> _WHAT THE TASK ASKS_
Can you reproduce the stretch of items from the start through the line containing "[[93, 83], [48, 72]]", requests included, with every point coordinate in the answers multiplied by 0.8 and rounded to a whole number, halves rounding up? Keep the coordinates inside the requests unchanged, and leave the pictures out.

(Pointing dataset items)
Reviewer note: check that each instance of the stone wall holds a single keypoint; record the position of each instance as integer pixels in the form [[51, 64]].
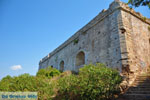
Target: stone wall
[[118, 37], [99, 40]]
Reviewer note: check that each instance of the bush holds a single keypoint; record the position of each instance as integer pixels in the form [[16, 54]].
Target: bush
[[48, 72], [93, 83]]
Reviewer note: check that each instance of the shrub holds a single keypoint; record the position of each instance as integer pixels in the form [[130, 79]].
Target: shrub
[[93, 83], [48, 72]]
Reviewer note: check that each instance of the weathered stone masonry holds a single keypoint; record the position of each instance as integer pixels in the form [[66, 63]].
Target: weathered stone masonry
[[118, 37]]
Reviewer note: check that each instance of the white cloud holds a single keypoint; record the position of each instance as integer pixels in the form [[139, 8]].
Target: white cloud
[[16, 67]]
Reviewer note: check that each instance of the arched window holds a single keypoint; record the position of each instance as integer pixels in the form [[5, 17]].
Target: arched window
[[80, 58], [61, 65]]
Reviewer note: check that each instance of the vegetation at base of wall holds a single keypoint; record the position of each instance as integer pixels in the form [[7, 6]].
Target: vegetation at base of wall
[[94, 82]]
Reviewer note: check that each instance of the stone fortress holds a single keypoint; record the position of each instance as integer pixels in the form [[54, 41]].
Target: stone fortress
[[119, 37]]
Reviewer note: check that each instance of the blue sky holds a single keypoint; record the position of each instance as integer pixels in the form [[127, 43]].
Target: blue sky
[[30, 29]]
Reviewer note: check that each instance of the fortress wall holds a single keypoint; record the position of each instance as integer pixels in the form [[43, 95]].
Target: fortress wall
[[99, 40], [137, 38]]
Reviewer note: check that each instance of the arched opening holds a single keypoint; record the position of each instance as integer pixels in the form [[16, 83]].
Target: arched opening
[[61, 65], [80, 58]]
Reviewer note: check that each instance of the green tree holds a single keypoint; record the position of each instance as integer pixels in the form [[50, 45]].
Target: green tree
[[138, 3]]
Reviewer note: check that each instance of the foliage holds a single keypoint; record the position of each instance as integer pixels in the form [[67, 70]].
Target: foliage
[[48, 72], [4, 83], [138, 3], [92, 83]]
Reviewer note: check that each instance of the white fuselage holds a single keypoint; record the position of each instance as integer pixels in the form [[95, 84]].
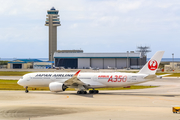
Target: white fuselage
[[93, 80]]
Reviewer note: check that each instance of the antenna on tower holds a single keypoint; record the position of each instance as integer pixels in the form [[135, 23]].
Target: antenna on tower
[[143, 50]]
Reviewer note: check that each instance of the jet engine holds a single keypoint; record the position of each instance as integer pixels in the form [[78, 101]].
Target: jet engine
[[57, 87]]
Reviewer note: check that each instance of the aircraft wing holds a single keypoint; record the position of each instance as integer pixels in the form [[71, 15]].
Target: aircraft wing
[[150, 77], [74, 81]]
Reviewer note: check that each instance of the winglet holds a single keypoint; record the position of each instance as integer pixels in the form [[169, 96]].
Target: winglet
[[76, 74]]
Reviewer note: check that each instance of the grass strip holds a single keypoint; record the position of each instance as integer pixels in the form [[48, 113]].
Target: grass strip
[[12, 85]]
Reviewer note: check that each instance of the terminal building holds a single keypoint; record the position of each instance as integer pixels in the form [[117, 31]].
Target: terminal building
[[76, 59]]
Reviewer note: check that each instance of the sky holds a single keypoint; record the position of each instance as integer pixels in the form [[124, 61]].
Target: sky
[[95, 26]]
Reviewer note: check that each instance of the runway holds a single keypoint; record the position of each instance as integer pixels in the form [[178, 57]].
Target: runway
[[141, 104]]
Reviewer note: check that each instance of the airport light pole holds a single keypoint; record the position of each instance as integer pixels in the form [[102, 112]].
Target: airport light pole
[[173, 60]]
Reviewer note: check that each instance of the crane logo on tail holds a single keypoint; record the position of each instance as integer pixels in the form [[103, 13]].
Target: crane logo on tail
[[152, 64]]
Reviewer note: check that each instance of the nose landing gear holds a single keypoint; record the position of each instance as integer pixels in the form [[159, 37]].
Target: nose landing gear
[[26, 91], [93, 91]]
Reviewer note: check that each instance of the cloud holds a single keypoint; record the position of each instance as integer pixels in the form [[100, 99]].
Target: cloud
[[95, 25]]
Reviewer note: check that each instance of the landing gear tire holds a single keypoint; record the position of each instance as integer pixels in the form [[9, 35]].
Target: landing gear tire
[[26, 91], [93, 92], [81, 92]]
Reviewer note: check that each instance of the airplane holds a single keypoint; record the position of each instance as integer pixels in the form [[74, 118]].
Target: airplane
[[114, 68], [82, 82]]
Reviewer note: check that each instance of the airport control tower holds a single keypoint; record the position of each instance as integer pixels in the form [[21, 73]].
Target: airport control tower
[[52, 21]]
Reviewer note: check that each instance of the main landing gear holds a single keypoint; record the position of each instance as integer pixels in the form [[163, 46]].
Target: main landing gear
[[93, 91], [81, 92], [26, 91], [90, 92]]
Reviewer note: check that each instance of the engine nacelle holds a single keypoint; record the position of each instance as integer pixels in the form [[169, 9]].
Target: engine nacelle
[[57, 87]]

> _EXPECTED ANSWER_
Reviewer note: check that each instance of the stone wall holds a single keypoint; record the position of each instance as integer pixels in the form [[51, 64]].
Target: stone wall
[[94, 30], [79, 32]]
Reviewer note: check that each instance of the bush holds a single keypoint; record the position of each instance as integer pixels in the form [[16, 54]].
Target: bush
[[38, 58], [74, 66]]
Reviewer note: check that each instance of the shrub holds a single keypoint; record the position of each instance as integer pixels in the form [[130, 79]].
Target: shrub
[[74, 66], [38, 58]]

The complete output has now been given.